[Entries from a dataset]
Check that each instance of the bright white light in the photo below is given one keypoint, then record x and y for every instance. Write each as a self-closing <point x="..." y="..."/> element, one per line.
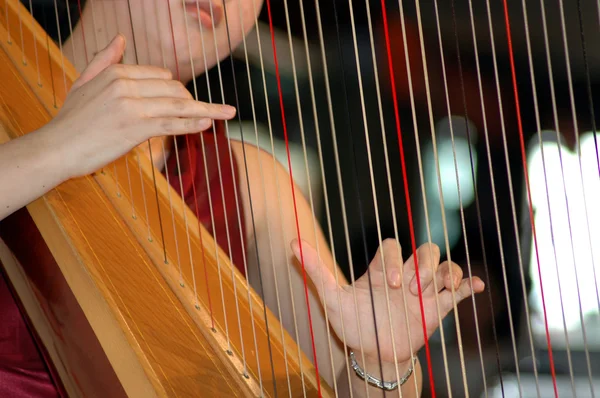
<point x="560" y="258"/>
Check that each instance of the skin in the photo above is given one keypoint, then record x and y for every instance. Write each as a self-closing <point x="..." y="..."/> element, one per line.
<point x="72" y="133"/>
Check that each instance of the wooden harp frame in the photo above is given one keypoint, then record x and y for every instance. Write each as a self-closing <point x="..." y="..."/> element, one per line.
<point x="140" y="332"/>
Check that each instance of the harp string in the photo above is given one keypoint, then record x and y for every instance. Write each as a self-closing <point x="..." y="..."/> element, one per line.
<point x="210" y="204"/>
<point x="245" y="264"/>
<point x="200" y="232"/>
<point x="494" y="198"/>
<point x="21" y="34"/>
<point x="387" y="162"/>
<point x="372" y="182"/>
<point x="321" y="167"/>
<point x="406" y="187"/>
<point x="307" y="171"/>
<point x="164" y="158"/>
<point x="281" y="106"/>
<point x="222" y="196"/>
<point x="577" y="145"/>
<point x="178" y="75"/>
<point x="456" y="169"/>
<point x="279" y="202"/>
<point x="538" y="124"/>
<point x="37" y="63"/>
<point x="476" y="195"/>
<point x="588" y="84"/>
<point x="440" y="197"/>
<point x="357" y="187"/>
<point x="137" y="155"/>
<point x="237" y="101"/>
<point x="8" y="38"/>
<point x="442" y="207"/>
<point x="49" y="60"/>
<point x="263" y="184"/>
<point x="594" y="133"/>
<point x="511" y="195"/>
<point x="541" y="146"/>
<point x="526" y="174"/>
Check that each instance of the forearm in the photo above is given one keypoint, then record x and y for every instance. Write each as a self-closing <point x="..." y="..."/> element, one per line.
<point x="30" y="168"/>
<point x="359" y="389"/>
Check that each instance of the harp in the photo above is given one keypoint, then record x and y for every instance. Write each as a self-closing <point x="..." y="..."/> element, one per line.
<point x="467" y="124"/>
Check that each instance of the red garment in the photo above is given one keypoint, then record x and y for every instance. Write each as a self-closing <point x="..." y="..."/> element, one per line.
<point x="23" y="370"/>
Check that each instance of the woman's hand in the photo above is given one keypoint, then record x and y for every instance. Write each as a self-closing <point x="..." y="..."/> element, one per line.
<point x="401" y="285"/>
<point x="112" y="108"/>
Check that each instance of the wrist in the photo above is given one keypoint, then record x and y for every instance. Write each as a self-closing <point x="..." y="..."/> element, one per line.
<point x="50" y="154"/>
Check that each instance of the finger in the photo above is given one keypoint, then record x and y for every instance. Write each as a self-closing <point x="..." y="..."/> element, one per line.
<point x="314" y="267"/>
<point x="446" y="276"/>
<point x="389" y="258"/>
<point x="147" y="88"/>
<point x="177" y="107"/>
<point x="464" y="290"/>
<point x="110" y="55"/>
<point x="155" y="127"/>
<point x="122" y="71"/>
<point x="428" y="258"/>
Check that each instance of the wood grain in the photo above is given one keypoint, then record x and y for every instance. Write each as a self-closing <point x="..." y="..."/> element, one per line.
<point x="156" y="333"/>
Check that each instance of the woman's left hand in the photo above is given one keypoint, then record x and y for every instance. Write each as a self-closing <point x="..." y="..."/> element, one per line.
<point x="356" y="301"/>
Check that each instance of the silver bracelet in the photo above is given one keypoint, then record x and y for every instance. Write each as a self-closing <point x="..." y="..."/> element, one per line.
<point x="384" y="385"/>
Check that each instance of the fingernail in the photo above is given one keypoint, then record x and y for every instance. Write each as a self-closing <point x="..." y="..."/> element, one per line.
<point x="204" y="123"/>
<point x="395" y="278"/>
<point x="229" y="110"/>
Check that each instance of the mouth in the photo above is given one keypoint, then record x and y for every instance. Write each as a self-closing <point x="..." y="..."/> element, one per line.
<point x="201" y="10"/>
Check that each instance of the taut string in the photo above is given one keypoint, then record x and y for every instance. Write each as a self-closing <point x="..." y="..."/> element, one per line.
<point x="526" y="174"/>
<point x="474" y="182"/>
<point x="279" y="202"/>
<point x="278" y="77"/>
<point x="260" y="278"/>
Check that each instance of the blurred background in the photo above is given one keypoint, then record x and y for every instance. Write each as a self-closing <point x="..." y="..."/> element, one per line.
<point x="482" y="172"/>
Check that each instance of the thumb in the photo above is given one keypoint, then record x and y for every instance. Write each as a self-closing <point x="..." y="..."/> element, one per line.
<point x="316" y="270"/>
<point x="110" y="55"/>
* * *
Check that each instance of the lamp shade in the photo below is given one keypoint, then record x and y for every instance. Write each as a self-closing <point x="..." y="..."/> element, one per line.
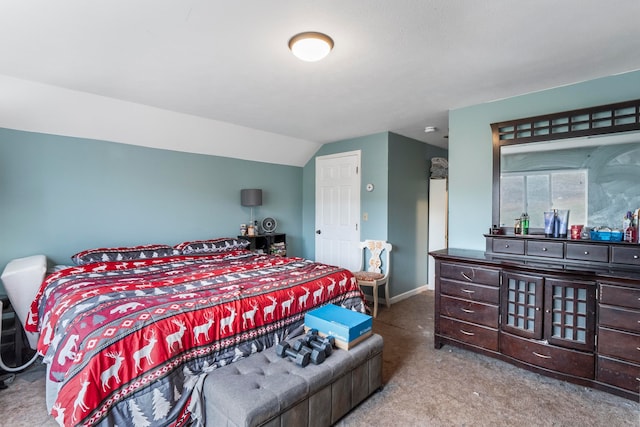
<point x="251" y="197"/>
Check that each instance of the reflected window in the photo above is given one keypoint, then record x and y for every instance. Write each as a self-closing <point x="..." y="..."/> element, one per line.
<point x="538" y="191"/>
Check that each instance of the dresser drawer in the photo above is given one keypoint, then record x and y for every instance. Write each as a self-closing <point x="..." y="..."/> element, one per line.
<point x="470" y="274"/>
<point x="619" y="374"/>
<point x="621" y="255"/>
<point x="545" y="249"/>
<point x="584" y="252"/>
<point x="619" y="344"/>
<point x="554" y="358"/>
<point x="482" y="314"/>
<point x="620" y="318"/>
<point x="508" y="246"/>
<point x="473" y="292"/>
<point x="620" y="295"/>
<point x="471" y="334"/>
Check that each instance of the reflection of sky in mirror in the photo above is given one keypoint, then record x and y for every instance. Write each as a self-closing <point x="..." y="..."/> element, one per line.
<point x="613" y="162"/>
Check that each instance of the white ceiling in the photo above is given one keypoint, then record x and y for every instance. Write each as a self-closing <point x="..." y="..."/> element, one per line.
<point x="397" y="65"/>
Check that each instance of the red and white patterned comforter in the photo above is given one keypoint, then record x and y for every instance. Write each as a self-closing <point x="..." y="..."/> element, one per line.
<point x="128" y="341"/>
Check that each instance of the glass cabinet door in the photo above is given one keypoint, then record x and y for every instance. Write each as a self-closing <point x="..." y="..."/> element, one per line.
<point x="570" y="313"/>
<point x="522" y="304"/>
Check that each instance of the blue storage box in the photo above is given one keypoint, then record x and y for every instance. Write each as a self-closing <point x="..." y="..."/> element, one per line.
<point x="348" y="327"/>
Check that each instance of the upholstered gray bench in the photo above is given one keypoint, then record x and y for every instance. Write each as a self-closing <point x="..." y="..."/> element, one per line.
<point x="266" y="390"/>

SHORT PROBLEM:
Filter the rows above, keeping every line that contains the string "hand". Treat the match as case-sensitive.

EXERCISE RESPONSE:
Check that each instance of the woman's hand in the photo above is given one keypoint, then record x and y for every instance. Write each as a self-closing <point x="..." y="..."/> element, one per line.
Check that each instance of the woman's left hand in the photo above is given one keypoint, then record x and y for every instance. Write each as a self-closing <point x="..." y="..."/> element, one per line.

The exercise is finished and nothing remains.